* **Task description**: Would you give the data below back exactly as it reads?

* **Provided records**:
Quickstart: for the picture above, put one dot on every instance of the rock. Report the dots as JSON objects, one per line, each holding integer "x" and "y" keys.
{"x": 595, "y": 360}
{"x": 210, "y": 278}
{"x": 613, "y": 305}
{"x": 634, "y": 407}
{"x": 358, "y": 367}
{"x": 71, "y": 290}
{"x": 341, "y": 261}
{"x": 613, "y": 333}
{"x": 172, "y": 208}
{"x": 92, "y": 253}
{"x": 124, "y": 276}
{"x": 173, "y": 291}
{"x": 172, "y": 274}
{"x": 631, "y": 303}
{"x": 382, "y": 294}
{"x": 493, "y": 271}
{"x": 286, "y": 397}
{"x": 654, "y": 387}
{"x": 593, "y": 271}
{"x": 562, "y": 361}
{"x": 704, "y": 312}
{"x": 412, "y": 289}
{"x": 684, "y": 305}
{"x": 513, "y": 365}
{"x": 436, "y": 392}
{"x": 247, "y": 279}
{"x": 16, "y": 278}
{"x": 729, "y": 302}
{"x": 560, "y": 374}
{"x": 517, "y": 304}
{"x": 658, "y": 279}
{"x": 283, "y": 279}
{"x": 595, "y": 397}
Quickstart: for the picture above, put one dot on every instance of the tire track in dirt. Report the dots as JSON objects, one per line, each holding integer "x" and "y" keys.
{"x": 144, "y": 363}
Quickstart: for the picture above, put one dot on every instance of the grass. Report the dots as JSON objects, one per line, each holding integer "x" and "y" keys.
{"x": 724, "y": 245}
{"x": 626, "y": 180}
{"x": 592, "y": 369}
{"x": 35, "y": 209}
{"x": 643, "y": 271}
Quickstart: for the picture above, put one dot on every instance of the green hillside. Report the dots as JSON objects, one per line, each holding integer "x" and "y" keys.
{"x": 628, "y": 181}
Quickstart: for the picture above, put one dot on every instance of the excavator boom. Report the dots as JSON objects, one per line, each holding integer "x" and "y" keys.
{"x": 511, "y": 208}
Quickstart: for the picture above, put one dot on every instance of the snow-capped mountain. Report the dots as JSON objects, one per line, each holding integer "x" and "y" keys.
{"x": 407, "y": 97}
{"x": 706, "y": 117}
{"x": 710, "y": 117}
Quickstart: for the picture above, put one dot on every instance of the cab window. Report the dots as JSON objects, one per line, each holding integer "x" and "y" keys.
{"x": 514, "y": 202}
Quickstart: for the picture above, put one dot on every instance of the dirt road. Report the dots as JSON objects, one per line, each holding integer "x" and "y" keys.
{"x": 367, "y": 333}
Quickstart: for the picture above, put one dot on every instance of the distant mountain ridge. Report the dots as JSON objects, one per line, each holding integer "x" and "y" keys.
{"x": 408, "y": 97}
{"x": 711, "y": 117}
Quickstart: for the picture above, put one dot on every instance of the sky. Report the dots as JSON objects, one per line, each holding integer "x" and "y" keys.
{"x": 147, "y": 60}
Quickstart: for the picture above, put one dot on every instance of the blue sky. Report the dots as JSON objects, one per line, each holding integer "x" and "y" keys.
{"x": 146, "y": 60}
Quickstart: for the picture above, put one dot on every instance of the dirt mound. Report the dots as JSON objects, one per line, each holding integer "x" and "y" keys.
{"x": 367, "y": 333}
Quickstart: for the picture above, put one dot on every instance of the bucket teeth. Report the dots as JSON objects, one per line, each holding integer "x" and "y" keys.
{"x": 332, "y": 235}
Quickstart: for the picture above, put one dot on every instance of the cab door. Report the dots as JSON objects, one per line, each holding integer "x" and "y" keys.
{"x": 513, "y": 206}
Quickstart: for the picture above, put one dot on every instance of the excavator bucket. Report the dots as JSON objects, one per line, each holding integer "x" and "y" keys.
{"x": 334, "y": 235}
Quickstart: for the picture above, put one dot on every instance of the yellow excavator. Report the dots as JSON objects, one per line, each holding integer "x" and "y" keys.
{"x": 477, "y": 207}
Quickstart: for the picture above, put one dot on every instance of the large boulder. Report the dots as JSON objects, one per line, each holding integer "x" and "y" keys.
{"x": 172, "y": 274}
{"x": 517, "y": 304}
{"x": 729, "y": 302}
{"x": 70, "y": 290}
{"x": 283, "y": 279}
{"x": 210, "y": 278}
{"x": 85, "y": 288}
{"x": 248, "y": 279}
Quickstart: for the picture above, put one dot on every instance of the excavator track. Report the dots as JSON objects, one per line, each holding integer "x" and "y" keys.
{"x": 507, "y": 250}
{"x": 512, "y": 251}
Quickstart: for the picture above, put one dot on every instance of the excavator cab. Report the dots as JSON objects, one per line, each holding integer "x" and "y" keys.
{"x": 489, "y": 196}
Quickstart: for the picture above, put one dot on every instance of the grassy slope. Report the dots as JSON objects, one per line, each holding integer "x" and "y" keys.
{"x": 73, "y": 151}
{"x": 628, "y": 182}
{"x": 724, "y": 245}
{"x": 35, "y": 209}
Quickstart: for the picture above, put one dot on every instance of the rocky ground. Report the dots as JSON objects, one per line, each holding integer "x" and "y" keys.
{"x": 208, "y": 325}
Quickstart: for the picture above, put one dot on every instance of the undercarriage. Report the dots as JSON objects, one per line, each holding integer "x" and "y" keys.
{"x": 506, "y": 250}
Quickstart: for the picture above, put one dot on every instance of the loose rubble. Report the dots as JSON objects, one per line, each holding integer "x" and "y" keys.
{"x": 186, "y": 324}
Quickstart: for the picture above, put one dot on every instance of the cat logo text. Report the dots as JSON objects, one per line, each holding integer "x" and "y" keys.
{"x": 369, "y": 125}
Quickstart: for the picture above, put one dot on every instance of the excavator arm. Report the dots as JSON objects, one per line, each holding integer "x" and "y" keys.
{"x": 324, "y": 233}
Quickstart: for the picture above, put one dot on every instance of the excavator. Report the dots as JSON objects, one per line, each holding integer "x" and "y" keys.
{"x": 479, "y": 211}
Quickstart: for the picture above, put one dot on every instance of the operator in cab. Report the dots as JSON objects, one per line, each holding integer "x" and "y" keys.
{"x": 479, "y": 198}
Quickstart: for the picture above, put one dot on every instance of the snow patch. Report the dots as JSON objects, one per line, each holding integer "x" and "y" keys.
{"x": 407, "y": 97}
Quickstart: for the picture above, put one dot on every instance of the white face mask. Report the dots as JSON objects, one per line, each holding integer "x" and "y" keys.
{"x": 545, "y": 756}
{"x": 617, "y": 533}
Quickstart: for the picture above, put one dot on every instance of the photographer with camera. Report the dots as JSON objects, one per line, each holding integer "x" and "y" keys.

* **Answer to this problem**:
Quickstart: for the picture above, put one dot on every instance of the rock. Report the dots as JSON objects, one per line, each holding integer "x" and "y" keys.
{"x": 595, "y": 360}
{"x": 210, "y": 278}
{"x": 613, "y": 305}
{"x": 634, "y": 407}
{"x": 358, "y": 367}
{"x": 71, "y": 290}
{"x": 341, "y": 261}
{"x": 613, "y": 333}
{"x": 172, "y": 208}
{"x": 92, "y": 253}
{"x": 124, "y": 276}
{"x": 173, "y": 291}
{"x": 172, "y": 274}
{"x": 631, "y": 303}
{"x": 382, "y": 294}
{"x": 493, "y": 271}
{"x": 286, "y": 397}
{"x": 654, "y": 387}
{"x": 593, "y": 271}
{"x": 562, "y": 361}
{"x": 704, "y": 312}
{"x": 412, "y": 289}
{"x": 684, "y": 305}
{"x": 513, "y": 365}
{"x": 436, "y": 392}
{"x": 247, "y": 279}
{"x": 16, "y": 278}
{"x": 729, "y": 302}
{"x": 560, "y": 374}
{"x": 517, "y": 304}
{"x": 658, "y": 279}
{"x": 283, "y": 279}
{"x": 595, "y": 397}
Quickstart: for the picture above, put one dot on every instance of the tire track in dirt. Report the dots as JSON objects, one per line, each holding integer "x" and "y" keys.
{"x": 144, "y": 363}
Quickstart: for the picture above, put one dot on every instance of the grass. Report the dots as JSON objects, one per line, each holding integer "x" and "y" keys.
{"x": 724, "y": 245}
{"x": 626, "y": 180}
{"x": 592, "y": 369}
{"x": 35, "y": 209}
{"x": 643, "y": 271}
Quickstart: for the picture above, put one dot on every instance of the green hillside. Report the dots as JSON objects, one per line, each holding integer "x" and "y" keys.
{"x": 628, "y": 181}
Quickstart: for the picture above, put one dot on every instance of the excavator boom. Report the dots as JSON objects, one per line, each holding integer "x" and "y" keys.
{"x": 511, "y": 208}
Quickstart: for the picture above, put one dot on every instance of the snow-capped mountain. Report the dots as JSON objects, one per line, each holding integer "x" and "y" keys.
{"x": 407, "y": 97}
{"x": 706, "y": 117}
{"x": 710, "y": 117}
Quickstart: for the picture above, put one dot on every instance of the cab window. Report the dots as JSON objects, one per line, each holding integer "x" and "y" keys.
{"x": 514, "y": 202}
Quickstart: for the picture above, put one dot on every instance of the dirt road. Report the dots as JSON objects, one per line, each holding integer "x" and "y" keys.
{"x": 367, "y": 333}
Quickstart: for the picture above, put one dot on every instance of the distant mountain ridge. Report the dots as JSON objects, one per line, each holding integer "x" and "y" keys.
{"x": 408, "y": 97}
{"x": 711, "y": 117}
Quickstart: for the picture above, put one dot on every instance of the sky. Report the dots as JSON objects, one per line, each holding integer "x" and "y" keys.
{"x": 147, "y": 60}
Quickstart: for the picture above, put one dot on every instance of the blue sky. Report the dots as JSON objects, one per line, each holding integer "x" and "y" keys.
{"x": 146, "y": 60}
Quickstart: for the picture above, put one dot on every instance of the dirt mound. Report the dots as JSON objects, one per line, each holding integer "x" and "y" keys.
{"x": 367, "y": 333}
Quickstart: for the picture above, put one dot on every instance of the bucket teeth. Report the dots as JSON objects, one per line, each holding integer "x" and "y" keys.
{"x": 332, "y": 235}
Quickstart: for the picture above, put one dot on every instance of the cab door. Report the dots as JSON objects, one per line, each holding integer "x" and "y" keys.
{"x": 513, "y": 206}
Quickstart: for the picture above, put one dot on every instance of the excavator bucket. Report the dots as JSON objects, one per line, each holding integer "x" and "y" keys.
{"x": 334, "y": 235}
Quickstart: for the picture above, put one dot on every instance of the yellow excavator. Report the dots as JSON objects, one per line, each holding integer "x" and "y" keys.
{"x": 477, "y": 207}
Quickstart: for the picture above, put one dot on every instance of the large boulder. Report the dots as JSON objects, one per line, each holding integer "x" and "y" keys.
{"x": 172, "y": 274}
{"x": 517, "y": 304}
{"x": 729, "y": 302}
{"x": 70, "y": 290}
{"x": 283, "y": 279}
{"x": 210, "y": 278}
{"x": 85, "y": 288}
{"x": 248, "y": 279}
Quickstart: for the picture above, put one dot on every instance of the excavator track. Report the dots as JSON objects, one per line, each holding integer "x" and "y" keys.
{"x": 507, "y": 250}
{"x": 512, "y": 251}
Quickstart: for the picture above, put one dot on every instance of the excavator cab. Report the dots as JSON objects, one per line, each holding integer "x" and "y" keys.
{"x": 489, "y": 196}
Quickstart: for the picture above, put one dot on every instance of the grassy slope. Report the dots as JSON objects, one per line, each holding integer "x" and "y" keys.
{"x": 73, "y": 151}
{"x": 628, "y": 182}
{"x": 724, "y": 245}
{"x": 35, "y": 209}
Quickstart: for the picture above, put one dot on every instance of the rocky ground. Report the dots as JSON objects, one per line, each holding integer "x" and "y" keys.
{"x": 208, "y": 325}
Quickstart: for the picture above, put one dot on every instance of the undercarriage. Report the dots as JSON objects, one per line, each holding integer "x" and "y" keys.
{"x": 506, "y": 250}
Quickstart: for the picture above, put one dot on every instance of the loose rubble. Report the dots as JSON objects, one per line, each holding integer "x" and "y" keys.
{"x": 186, "y": 324}
Quickstart: for the picture above, put one dot on every instance of the cat logo text. Report the dots as JSON objects, one per line, each holding integer "x" and "y" keys.
{"x": 369, "y": 125}
Quickstart: for the picture above, put one dot on every instance of the excavator arm. Report the dots as JSON objects, one per line, each holding integer "x" and "y" keys.
{"x": 324, "y": 233}
Quickstart: for the picture above, put one dot on every instance of the excavator. Report the dots as JSON objects, one per line, each holding integer "x" and "y" keys.
{"x": 479, "y": 211}
Quickstart: for the picture above, put one dot on every instance of the operator in cab. Report the dots as JSON objects, one per line, each holding integer "x" and "y" keys.
{"x": 479, "y": 198}
Quickstart: for the picture above, put one dot on every instance of the snow patch. Report the dots as JSON objects, one per line, each holding integer "x" and "y" keys.
{"x": 407, "y": 97}
Quickstart: for the picture above, put one dot on every instance of the white face mask. Report the dots as JSON objects, one per line, each holding integer "x" and "y" keys.
{"x": 545, "y": 756}
{"x": 617, "y": 533}
Quickstart: for the picture above, put one dot on every instance of the photographer with camera. Report the dots as JSON objects, one per line, each holding integer "x" and "y" keys.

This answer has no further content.